** begin Provided entries **

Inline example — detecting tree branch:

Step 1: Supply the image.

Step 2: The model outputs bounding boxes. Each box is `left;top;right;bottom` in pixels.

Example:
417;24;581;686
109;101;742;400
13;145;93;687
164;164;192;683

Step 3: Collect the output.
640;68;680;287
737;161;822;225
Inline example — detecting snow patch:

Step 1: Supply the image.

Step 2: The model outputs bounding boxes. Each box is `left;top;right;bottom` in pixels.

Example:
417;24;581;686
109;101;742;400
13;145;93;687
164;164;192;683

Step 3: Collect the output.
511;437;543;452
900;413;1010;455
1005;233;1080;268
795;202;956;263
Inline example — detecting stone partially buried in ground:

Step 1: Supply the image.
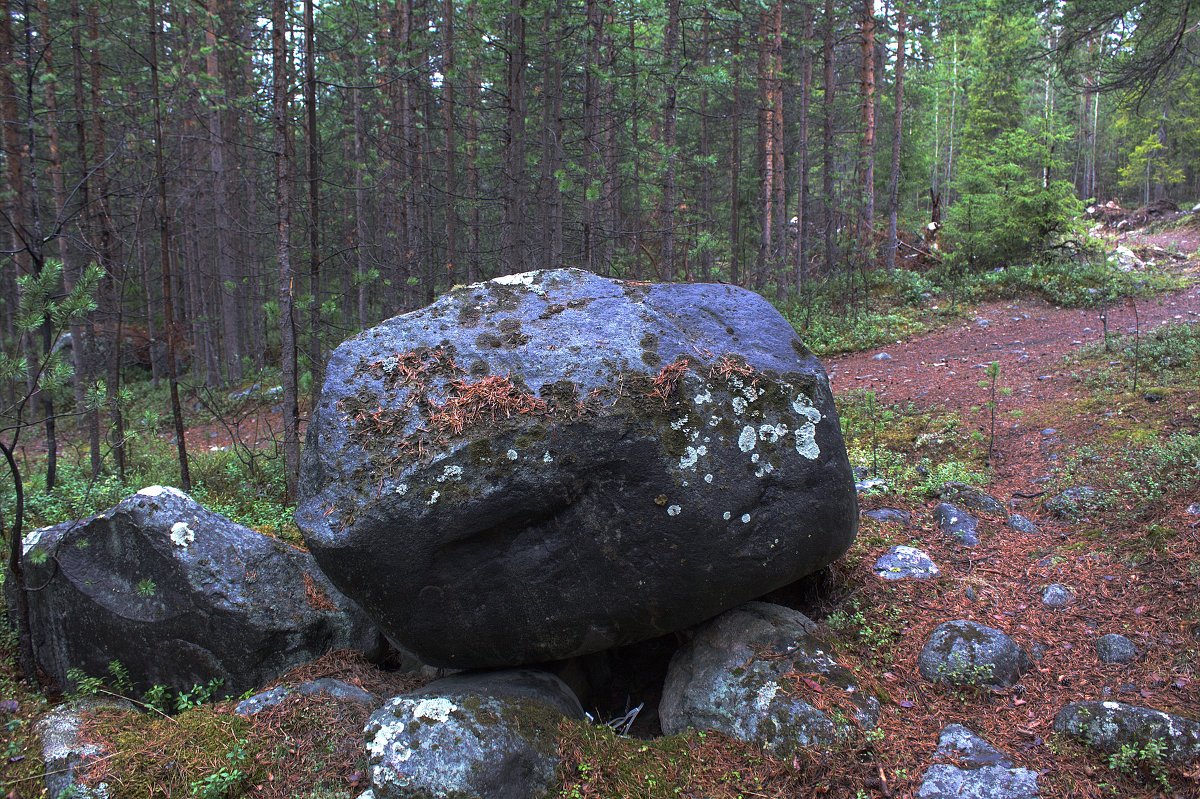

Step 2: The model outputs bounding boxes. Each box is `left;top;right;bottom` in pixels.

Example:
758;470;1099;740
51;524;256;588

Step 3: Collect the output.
296;270;858;667
1054;702;1200;763
917;619;1032;687
23;486;379;695
934;503;979;547
917;725;1039;799
875;546;941;579
659;602;880;757
365;669;583;799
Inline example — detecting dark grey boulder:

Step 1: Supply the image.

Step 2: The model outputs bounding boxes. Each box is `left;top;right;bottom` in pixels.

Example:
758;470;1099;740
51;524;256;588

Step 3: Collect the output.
1042;583;1075;609
659;602;880;757
34;698;137;799
863;507;912;527
917;619;1032;687
365;669;582;799
917;725;1040;799
1096;632;1140;663
875;546;941;579
296;270;858;668
1008;513;1038;535
24;486;379;695
1054;702;1200;763
234;677;379;716
934;503;979;547
1044;486;1108;522
940;481;1008;516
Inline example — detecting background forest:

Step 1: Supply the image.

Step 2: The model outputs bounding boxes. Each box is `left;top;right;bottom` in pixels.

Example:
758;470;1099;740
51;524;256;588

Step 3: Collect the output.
0;0;1200;501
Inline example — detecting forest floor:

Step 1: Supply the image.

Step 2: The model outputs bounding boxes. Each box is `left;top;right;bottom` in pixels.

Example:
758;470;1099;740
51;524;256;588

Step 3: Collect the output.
7;220;1200;799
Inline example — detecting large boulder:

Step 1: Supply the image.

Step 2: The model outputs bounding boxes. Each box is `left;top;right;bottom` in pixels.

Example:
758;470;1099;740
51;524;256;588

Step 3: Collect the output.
296;270;858;668
659;602;880;757
23;486;379;695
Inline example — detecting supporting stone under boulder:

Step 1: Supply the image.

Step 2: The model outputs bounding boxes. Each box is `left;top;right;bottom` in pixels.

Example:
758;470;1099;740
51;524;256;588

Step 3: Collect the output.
659;602;880;757
296;270;858;667
23;486;380;696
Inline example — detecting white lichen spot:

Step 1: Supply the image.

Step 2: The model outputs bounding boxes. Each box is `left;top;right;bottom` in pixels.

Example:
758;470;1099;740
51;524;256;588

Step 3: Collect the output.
491;272;538;287
438;465;462;482
413;696;458;722
754;680;779;713
170;522;196;549
758;423;787;444
679;444;708;470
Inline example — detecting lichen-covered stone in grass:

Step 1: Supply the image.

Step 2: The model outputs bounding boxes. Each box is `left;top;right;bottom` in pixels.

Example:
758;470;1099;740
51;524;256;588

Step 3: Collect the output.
934;503;979;547
875;546;941;579
917;725;1040;799
365;669;582;799
659;602;880;757
34;698;137;799
917;619;1032;687
1096;632;1139;663
1043;486;1108;522
940;481;1008;516
24;486;380;696
296;270;858;668
1054;702;1200;763
1008;513;1038;535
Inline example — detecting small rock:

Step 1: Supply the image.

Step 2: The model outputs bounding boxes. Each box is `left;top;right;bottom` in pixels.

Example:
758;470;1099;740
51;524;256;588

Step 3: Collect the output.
934;503;979;547
917;620;1031;687
1045;486;1105;522
34;698;137;799
941;482;1008;516
659;602;880;757
863;507;912;527
1096;632;1139;663
1054;702;1200;763
875;546;941;579
364;669;582;799
1042;583;1075;608
1008;513;1038;535
917;725;1039;799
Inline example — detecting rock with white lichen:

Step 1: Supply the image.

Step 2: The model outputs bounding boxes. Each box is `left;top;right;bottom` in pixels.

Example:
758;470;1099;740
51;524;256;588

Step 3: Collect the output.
659;602;880;757
23;486;380;695
365;669;583;799
296;270;858;668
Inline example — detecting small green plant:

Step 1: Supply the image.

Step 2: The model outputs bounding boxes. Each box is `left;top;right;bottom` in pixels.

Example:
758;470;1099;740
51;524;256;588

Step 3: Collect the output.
1109;738;1171;791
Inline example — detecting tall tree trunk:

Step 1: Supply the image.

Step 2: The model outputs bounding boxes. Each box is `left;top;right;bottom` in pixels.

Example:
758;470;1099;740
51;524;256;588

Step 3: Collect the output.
859;0;875;249
204;0;244;383
821;0;838;275
149;0;192;492
500;0;528;275
793;2;814;296
304;0;323;408
659;0;682;281
271;0;300;499
887;2;908;271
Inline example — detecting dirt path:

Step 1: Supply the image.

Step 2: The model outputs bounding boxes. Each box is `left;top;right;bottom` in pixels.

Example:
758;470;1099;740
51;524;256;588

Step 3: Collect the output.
826;277;1200;491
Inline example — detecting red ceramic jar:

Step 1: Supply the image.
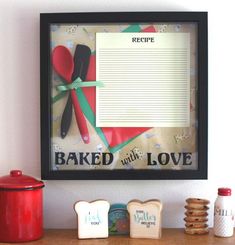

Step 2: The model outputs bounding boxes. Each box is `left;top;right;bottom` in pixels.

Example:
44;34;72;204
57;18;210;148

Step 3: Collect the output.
0;170;44;242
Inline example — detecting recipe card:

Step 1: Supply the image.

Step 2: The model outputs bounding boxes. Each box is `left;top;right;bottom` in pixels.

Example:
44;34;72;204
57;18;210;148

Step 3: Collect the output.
96;33;190;127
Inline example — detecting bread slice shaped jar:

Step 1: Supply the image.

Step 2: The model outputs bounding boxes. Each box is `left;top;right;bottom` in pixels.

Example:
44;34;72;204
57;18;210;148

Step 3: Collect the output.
127;199;162;239
74;200;110;239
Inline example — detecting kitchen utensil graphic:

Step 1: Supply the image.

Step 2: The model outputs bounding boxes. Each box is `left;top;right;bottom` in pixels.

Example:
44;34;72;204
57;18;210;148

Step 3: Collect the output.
52;45;90;144
60;44;91;138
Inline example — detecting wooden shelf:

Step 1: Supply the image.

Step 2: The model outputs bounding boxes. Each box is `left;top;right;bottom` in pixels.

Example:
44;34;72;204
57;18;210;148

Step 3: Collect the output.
0;229;235;245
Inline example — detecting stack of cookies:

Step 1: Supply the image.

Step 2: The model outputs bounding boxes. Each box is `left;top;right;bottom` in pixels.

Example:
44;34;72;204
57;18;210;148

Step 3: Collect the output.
184;198;210;235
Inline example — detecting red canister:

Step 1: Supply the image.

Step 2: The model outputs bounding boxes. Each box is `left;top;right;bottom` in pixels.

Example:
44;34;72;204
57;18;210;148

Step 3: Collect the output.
0;170;44;242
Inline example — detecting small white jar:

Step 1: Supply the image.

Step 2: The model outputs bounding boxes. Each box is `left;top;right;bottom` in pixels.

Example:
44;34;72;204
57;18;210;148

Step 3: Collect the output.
214;188;234;237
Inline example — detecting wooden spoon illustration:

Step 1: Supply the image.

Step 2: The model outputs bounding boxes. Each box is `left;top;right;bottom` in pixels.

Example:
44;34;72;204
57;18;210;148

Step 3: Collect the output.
52;45;90;144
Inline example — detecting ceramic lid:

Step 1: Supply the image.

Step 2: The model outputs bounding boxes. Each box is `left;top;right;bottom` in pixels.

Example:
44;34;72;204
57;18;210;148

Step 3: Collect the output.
0;170;44;190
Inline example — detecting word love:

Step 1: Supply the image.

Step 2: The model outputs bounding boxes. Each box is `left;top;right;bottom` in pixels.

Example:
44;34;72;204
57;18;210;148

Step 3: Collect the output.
147;152;192;165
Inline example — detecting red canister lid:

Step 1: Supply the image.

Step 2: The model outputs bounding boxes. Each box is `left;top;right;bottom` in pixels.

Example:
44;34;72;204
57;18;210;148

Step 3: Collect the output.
0;170;44;190
218;187;232;196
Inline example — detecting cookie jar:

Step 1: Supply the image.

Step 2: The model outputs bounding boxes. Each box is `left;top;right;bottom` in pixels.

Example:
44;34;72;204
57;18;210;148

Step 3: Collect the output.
0;170;44;242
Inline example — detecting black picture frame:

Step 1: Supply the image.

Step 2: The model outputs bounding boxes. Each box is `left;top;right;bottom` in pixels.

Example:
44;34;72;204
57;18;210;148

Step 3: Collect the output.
40;12;208;180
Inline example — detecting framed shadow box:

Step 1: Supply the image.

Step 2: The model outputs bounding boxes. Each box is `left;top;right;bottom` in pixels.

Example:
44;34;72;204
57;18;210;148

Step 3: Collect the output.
40;12;208;180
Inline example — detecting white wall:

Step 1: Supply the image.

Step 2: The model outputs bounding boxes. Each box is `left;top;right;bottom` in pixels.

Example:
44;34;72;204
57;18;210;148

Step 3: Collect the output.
0;0;235;228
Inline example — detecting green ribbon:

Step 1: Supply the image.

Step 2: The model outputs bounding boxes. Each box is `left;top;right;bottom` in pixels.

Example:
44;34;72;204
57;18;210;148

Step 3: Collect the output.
57;77;104;92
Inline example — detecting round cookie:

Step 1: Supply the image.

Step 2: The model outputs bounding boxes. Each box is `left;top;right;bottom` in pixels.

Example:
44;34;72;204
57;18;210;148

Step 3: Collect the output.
185;227;209;235
184;209;208;217
184;216;208;223
185;222;208;228
184;203;209;211
186;198;210;205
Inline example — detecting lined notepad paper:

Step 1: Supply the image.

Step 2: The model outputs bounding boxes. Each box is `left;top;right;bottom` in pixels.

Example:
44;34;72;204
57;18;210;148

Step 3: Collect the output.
96;33;190;127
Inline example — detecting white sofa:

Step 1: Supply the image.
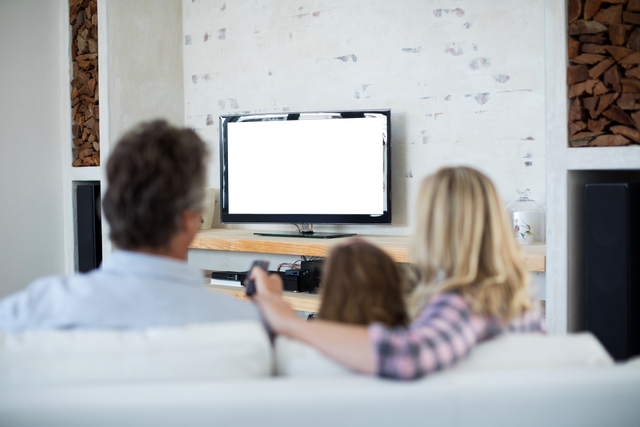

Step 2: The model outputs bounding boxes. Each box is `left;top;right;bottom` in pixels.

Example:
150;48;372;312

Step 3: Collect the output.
0;322;640;427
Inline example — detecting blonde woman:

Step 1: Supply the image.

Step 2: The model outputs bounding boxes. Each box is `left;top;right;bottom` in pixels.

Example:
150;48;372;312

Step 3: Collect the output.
252;167;544;379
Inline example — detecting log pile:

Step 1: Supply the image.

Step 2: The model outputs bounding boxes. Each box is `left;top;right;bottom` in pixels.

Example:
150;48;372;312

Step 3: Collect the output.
69;0;100;166
567;0;640;147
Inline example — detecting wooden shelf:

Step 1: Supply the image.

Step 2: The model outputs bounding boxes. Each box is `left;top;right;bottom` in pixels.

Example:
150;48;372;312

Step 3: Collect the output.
190;228;547;272
209;285;320;313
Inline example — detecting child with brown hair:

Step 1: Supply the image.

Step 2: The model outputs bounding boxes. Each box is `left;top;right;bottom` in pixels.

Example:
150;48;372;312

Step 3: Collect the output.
318;238;409;327
252;167;544;379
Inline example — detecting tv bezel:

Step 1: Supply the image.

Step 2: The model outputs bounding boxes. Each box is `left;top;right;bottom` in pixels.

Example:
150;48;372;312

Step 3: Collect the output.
218;109;392;224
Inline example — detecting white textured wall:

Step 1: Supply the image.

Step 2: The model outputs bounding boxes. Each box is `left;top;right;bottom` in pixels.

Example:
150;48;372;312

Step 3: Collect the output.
106;0;184;147
182;0;545;234
0;0;64;297
182;0;545;298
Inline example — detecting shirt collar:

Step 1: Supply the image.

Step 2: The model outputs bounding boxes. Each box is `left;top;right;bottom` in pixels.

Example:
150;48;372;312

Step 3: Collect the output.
100;249;205;286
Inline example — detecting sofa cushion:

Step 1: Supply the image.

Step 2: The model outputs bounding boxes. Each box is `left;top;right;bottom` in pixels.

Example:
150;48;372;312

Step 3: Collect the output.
0;321;273;387
275;333;614;376
274;336;357;377
458;332;614;370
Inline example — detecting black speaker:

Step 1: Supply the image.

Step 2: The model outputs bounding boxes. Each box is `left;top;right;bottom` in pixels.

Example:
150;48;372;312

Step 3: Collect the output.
584;184;640;360
76;183;102;272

** end Provided entries **

→ Exercise description:
State how many lines of the listing above contain the word "wall". Reply with the number alone.

→ Solution to the problem:
2